*TASK BRIEF*. Find the line that contains "the car side". Output it and every line after it to the end of the records, exactly as they appear.

━━━━━━━━━━━━━━━━

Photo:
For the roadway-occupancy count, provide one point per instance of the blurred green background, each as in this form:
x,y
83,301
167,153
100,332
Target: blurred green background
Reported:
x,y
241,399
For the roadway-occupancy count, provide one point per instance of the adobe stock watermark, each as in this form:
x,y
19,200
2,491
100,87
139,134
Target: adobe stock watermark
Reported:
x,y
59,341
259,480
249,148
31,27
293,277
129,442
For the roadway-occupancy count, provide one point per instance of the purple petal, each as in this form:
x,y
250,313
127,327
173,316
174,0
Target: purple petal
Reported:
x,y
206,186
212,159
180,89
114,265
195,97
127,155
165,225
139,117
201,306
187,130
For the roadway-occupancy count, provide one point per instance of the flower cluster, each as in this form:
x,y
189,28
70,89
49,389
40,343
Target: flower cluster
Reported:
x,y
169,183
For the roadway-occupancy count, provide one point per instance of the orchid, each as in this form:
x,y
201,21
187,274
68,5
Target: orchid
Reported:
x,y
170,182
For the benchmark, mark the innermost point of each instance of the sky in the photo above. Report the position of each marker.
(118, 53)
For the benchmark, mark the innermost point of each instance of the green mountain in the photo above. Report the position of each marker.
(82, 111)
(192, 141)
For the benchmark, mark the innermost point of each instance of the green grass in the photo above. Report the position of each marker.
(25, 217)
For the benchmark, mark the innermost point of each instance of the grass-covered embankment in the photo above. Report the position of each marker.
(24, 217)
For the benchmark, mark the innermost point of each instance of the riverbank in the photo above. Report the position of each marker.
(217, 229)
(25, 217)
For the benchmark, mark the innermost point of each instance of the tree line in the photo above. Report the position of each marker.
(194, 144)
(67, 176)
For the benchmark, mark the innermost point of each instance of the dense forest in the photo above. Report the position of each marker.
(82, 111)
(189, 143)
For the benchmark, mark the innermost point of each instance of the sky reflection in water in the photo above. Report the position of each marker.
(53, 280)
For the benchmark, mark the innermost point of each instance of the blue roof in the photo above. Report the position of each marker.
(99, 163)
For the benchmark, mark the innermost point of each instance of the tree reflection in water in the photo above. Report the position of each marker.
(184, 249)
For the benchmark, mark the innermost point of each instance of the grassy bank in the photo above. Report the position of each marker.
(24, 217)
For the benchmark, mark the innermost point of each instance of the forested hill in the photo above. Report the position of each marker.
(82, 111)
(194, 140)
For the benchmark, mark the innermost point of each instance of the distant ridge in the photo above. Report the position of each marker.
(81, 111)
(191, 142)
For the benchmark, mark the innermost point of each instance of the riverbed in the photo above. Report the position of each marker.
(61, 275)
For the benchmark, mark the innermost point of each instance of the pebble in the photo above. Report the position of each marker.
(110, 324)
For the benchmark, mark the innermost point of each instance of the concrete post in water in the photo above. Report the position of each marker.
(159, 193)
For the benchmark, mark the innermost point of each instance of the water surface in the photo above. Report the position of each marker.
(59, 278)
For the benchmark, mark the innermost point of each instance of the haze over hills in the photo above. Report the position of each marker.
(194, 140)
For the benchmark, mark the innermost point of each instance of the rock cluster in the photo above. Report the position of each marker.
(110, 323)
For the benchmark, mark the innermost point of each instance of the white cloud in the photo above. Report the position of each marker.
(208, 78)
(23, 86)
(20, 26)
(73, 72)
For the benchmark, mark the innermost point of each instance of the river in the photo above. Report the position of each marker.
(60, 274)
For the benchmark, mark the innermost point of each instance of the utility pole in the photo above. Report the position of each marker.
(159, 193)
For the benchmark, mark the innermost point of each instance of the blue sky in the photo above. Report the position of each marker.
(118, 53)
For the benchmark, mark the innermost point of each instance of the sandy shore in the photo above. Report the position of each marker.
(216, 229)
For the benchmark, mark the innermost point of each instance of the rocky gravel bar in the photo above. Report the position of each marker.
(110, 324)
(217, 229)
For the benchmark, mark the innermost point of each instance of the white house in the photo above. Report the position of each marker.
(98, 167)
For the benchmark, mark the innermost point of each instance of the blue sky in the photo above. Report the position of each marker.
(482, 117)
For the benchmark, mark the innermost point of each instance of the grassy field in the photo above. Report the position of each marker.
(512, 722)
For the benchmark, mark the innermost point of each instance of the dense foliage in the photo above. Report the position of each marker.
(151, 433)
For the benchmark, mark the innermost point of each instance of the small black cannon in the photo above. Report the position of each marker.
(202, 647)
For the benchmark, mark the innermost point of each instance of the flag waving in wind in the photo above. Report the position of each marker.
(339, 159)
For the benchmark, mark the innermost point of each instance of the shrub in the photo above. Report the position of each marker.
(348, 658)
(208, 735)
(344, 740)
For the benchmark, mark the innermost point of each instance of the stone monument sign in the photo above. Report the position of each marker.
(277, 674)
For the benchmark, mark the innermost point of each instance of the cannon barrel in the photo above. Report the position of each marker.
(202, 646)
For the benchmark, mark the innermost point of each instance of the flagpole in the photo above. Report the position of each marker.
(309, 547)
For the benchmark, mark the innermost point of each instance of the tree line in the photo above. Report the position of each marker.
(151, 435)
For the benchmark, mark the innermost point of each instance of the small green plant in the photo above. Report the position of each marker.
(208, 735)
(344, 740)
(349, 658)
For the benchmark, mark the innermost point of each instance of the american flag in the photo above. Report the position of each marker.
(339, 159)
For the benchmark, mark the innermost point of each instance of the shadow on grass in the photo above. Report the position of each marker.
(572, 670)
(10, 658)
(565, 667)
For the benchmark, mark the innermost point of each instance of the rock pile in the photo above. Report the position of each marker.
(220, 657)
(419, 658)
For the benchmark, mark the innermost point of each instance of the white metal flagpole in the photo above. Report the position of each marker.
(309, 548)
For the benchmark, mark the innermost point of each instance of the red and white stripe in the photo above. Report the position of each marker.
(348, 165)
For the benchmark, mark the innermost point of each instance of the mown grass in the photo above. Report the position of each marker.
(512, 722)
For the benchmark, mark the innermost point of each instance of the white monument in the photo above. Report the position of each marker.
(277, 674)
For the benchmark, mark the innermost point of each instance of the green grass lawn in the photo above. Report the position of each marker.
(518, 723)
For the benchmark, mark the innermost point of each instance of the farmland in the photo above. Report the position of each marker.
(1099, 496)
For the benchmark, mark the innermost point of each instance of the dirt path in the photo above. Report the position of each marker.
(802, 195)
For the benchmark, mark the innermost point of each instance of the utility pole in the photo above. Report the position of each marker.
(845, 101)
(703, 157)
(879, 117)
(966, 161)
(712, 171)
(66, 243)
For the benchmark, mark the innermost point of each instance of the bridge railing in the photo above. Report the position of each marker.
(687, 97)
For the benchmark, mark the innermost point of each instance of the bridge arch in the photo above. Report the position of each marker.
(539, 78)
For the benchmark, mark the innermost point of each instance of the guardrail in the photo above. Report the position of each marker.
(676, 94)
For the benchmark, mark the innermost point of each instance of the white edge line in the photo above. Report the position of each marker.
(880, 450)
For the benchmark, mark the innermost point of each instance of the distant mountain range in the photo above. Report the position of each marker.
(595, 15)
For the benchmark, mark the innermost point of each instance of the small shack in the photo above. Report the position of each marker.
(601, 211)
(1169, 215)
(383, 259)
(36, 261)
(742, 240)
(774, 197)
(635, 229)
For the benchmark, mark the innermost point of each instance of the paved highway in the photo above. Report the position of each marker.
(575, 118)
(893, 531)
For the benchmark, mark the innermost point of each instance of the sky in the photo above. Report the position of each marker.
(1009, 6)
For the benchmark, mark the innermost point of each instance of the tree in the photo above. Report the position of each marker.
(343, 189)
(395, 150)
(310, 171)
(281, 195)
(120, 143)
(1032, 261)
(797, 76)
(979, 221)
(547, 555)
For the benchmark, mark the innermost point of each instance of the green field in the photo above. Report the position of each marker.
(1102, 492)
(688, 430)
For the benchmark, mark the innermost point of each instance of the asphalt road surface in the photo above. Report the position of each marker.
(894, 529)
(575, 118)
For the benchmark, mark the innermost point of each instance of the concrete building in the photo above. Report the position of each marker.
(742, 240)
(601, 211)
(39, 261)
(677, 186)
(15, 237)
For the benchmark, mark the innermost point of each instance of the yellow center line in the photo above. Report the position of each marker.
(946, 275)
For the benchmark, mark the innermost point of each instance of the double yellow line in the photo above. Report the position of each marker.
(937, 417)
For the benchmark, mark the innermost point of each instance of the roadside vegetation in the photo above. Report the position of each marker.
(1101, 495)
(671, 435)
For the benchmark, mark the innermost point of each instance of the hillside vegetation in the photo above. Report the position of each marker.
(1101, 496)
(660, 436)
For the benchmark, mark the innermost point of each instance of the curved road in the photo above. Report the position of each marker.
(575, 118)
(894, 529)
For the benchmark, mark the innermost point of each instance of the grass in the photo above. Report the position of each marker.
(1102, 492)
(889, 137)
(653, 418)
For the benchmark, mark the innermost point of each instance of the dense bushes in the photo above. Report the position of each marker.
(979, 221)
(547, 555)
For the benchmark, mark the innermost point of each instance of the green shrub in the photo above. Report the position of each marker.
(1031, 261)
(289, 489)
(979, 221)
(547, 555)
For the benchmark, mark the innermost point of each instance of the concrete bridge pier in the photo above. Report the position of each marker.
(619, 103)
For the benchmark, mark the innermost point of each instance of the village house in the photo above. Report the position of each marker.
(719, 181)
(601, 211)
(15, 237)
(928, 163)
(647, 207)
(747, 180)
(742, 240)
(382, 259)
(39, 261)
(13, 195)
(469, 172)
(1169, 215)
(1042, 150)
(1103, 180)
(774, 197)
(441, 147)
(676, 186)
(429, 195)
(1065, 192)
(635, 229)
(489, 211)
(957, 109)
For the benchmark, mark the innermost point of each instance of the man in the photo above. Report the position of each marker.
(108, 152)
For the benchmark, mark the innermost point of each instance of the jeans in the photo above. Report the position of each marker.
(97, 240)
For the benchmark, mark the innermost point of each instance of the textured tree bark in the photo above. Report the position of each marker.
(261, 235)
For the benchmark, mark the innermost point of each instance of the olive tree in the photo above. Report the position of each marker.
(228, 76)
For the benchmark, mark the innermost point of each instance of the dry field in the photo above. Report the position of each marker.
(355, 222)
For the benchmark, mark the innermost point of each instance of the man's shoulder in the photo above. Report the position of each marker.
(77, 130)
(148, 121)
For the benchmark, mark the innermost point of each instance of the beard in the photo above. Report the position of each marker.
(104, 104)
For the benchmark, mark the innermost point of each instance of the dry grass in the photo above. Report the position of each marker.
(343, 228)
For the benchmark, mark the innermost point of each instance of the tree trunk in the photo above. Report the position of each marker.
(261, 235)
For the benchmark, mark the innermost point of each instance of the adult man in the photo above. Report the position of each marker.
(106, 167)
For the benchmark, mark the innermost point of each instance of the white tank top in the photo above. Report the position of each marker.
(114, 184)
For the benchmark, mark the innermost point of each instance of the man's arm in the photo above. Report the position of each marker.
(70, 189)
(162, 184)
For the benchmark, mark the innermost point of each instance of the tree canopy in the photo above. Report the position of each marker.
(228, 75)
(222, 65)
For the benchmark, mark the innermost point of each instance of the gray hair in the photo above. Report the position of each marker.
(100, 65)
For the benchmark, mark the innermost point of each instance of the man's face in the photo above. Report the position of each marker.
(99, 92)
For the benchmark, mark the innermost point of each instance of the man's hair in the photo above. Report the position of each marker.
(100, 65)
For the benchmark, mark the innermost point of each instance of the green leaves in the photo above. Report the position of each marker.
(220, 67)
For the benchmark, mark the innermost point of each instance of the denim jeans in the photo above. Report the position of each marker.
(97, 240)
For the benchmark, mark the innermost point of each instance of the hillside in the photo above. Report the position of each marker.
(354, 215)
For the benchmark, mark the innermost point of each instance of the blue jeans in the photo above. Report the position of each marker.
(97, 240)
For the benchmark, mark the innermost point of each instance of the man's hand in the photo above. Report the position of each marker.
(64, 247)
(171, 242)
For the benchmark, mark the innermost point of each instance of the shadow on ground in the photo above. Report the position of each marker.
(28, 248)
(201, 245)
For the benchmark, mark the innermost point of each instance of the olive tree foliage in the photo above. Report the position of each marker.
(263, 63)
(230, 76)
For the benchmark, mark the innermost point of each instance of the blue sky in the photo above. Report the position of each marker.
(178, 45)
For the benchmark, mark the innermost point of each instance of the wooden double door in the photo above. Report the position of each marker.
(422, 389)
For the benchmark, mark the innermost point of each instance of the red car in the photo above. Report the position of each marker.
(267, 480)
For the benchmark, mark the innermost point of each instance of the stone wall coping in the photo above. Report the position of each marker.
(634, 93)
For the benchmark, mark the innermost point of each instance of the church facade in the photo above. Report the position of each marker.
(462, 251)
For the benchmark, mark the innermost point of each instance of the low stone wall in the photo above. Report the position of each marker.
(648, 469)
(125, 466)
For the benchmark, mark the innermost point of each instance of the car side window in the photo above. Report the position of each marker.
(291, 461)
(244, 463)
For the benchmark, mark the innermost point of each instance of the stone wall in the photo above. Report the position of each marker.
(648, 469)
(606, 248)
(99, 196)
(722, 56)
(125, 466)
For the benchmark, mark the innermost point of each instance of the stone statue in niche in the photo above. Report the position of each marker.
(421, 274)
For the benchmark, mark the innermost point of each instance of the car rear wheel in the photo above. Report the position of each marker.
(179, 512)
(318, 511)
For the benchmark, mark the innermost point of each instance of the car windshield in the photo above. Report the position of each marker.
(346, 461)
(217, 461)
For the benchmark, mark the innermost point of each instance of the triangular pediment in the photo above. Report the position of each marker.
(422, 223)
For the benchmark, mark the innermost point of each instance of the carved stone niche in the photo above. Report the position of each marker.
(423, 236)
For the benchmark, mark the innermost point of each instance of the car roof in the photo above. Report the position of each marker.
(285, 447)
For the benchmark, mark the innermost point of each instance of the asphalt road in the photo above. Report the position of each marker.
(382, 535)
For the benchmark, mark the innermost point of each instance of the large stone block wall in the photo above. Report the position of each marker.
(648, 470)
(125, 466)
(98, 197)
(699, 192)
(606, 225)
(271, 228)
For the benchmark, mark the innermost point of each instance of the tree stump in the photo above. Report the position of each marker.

━━━━━━━━━━━━━━━━

*COMPLETE ANSWER*.
For the benchmark, mark the innermost point of each instance of the car side window in the photo above. Report the position of each marker.
(291, 461)
(244, 463)
For the benchmark, mark the innermost point of each instance of the stone wall in the photo above. Report the position of each marker.
(648, 469)
(606, 248)
(99, 196)
(722, 56)
(125, 466)
For the benchmark, mark the innermost point of each instance of the stone statue in niche in the photo above. Report the position of each marker.
(421, 274)
For the benchmark, mark the innermost point of each instance of the car rear wheel in the photo above. Report the position of each marker.
(179, 512)
(318, 511)
For the benchmark, mark the innermost point of each instance of the car windshield in the photo above. Report the position of each marker.
(346, 461)
(217, 461)
For the benchmark, mark the innermost point of each instance of the triangular pediment in the photo above. Report the position of each marker.
(422, 223)
For the benchmark, mark the innermost point of each instance of the carved stone niche in the photo above. Report the position of each marker.
(423, 236)
For the benchmark, mark the innermost point of each instance of the car roof in the photo above. Report the position of each marker.
(285, 447)
For the benchmark, mark the innermost point of each instance of the asphalt road in the photo above. Report the position of each marker.
(382, 535)
For the benchmark, mark the innermost point of each instance of the large stone block wall in the photo above. Report the position of each marker.
(648, 470)
(125, 466)
(98, 197)
(699, 192)
(606, 225)
(271, 228)
For the benchmark, mark the innermost point of each instance of the tree stump in the photo above. Report the position of each marker.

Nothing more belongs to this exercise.